[Data provided]

** BEGIN **

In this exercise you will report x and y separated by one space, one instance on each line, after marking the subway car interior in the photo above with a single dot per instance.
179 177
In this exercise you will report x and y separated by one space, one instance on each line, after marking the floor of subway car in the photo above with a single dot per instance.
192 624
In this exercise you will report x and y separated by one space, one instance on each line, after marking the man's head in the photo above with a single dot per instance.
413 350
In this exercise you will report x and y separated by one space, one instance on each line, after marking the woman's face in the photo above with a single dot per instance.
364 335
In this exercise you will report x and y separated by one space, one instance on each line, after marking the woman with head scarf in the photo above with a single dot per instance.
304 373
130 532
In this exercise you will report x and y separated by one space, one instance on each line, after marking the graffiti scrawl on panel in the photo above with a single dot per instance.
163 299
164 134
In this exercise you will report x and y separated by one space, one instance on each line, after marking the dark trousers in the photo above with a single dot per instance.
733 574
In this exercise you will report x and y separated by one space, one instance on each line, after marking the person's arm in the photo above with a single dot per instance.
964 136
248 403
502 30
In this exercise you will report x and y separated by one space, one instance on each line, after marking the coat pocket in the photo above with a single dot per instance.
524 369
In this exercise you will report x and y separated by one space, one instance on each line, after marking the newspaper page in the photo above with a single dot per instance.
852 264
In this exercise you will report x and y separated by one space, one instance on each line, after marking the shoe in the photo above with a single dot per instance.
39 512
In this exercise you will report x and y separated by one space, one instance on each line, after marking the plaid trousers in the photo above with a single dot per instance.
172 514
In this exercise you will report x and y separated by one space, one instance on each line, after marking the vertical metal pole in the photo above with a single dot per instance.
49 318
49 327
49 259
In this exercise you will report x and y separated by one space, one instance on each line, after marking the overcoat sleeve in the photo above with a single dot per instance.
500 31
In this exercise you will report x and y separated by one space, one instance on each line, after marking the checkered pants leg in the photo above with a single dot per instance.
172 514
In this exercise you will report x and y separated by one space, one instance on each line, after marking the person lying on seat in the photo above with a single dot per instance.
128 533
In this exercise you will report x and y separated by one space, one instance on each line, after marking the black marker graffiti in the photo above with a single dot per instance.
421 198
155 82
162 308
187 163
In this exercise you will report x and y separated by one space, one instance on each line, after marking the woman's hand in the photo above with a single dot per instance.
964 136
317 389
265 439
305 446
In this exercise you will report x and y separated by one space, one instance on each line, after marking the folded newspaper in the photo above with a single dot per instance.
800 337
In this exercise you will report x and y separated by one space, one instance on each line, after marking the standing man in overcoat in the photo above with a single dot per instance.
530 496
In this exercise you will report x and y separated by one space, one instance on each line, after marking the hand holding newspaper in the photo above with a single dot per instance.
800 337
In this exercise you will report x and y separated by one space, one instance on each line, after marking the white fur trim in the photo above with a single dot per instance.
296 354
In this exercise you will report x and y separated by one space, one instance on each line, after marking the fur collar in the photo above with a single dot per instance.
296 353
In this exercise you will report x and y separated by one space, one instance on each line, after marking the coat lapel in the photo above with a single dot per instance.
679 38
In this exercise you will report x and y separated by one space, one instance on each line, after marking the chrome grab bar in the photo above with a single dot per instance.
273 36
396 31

** END **

[Short exercise]
Convert the stretch from the line containing "marking the chrome" through the end of the entries into a numbered list, leaving out any blank lines.

[Task solution]
1. In this exercise you will report x and y separated by one space, one instance on each line, after marking the chrome grab bar in the photo above with a single dot per instance.
2. 273 36
3. 396 31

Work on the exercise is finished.